TO DO: How many lines of the entries below contain the string "keypoint"? State the number alone.

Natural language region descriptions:

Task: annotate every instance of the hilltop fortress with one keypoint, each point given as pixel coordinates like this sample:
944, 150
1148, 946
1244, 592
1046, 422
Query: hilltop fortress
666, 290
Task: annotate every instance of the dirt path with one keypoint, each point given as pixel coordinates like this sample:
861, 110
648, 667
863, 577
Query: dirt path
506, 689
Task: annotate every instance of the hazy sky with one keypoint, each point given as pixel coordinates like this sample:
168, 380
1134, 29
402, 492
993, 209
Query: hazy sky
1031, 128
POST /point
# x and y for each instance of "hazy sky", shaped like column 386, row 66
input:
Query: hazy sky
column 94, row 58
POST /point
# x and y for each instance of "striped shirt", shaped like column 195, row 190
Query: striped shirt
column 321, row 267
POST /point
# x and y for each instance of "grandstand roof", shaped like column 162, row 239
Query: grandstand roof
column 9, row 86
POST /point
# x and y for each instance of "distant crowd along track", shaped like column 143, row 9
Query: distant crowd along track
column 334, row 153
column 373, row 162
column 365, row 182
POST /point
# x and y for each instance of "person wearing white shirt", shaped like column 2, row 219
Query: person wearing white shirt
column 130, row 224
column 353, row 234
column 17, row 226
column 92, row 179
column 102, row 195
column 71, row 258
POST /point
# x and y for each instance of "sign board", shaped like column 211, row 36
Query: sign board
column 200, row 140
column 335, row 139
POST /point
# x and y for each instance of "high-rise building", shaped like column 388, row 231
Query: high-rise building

OUTPUT FOR THIS TASK: 3